== Supplied entries ==

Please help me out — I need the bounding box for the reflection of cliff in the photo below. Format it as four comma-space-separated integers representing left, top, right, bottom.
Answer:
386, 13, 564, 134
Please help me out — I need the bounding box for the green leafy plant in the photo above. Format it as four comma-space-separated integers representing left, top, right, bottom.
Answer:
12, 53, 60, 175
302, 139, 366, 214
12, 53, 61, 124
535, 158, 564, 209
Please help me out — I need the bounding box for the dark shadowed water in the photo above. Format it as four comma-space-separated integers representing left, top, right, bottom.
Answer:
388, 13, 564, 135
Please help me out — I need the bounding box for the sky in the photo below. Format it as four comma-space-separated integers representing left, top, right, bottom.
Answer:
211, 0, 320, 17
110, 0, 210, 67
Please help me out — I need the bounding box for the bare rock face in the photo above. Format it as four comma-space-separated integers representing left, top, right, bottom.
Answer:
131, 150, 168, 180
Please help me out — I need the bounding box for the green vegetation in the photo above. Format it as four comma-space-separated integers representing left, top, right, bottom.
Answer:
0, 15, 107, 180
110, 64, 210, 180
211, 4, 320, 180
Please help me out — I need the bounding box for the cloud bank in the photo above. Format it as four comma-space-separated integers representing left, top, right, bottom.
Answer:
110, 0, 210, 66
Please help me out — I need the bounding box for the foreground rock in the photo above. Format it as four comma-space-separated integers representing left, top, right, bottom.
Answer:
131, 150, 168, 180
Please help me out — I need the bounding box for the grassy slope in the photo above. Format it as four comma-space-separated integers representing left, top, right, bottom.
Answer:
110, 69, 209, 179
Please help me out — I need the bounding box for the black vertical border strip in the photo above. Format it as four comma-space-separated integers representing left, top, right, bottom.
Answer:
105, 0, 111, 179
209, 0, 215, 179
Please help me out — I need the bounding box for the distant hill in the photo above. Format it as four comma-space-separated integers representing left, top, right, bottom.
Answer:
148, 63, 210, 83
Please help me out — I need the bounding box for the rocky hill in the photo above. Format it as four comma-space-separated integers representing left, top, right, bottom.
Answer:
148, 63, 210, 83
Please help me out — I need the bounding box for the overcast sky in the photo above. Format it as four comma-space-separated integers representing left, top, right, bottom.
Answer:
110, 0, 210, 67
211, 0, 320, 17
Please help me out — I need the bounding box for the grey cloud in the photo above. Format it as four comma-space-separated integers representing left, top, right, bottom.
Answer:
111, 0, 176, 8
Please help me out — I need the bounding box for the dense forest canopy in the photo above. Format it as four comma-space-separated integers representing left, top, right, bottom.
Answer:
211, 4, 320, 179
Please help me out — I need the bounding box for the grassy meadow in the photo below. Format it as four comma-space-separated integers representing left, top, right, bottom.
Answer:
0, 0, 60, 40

===

→ **Request**: Quote every one of the entries above word for word, without omitting any of them.

→ **Output of the task**:
Please help me out — I need the bounding box for the reflection of cliff in the photo below. Format it as four comma-space-separated integers representing left, top, right, bottom.
Answer:
386, 13, 564, 134
Please help me out — I need the bounding box for the green leafy plant in the photo above. Format it as four comma-space-separated integers representing left, top, right, bottom.
Answer:
12, 53, 60, 175
302, 139, 366, 214
12, 53, 61, 124
535, 158, 564, 209
Please help me out — I need the bounding box for the dark shadowed water in the photo above. Format it as four comma-space-separated integers representing left, top, right, bottom.
Answer:
388, 13, 564, 135
Please help me out — I need the bounding box for the sky in the photo below. Format it as four comma-space-separated integers representing left, top, right, bottom.
Answer:
211, 0, 320, 17
110, 0, 210, 67
Please help me out — I need the bounding box for the bare rock face in the photo above. Format it as four comma-space-separated integers representing left, top, right, bottom.
Answer:
131, 150, 168, 180
Please help me out — I need the bounding box for the green vegetation in the photo above. Format it as four comma-space-separated integers representing left, top, right, bottom.
Answer:
0, 15, 107, 180
110, 64, 210, 180
211, 4, 320, 180
Please help me out — I need the bounding box for the cloud bank in the photo above. Format it as four comma-space-separated integers representing left, top, right, bottom.
Answer:
110, 0, 210, 66
Please help me out — I need the bounding box for the foreground rock in the photo above. Format it as four comma-space-separated integers representing left, top, right, bottom.
Answer:
131, 150, 168, 180
Please help me out — I need the bounding box for the grassy slope in the photo above. Format it as four comma-space-separated integers representing left, top, right, bottom.
Answer:
110, 69, 209, 179
Please help me out — I need the bounding box for the black vertical border strip in the photo above. Format it as four comma-space-separated integers representing left, top, right, bottom.
Answer:
105, 0, 111, 179
209, 0, 215, 179
Please help me out — I need the bounding box for the distant hill in the photo above. Format it as four comma-space-separated integers representing left, top, right, bottom.
Answer:
148, 63, 210, 83
Please help me out — I need the bounding box for the rocky hill in the photo above. Format it as four comma-space-separated integers representing left, top, right, bottom.
Answer:
148, 63, 210, 83
Please help me out — I need the bounding box for the overcast sky in the photo above. Format it as four comma-space-separated integers representing left, top, right, bottom.
Answer:
110, 0, 210, 67
211, 0, 320, 17
Please help me out — I need the bounding box for the grey cloud in the photo above. Format it as four comma-space-separated integers representing left, top, right, bottom.
Answer:
111, 0, 176, 8
Please help me out — I need the bounding box for the dense forest canopy in the photo above. Format it as four comma-space-separated integers representing left, top, right, bottom.
Answer:
211, 4, 320, 179
Please help me out — I need the bounding box for the grassy meadow in the photo below. Format it as four comma-space-separated integers representing left, top, right, bottom.
Answer:
0, 0, 60, 40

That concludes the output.